• What to do:
Count the rows below that contain the string "white", treating uppercase and lowercase as different, and reply with only that number.

• Provided records:

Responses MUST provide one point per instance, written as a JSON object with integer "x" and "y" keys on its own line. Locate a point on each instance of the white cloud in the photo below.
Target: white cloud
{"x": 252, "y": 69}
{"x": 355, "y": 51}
* * *
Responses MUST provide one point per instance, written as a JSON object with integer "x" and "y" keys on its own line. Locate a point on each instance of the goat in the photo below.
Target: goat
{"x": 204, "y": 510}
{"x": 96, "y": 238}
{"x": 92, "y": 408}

• Solution:
2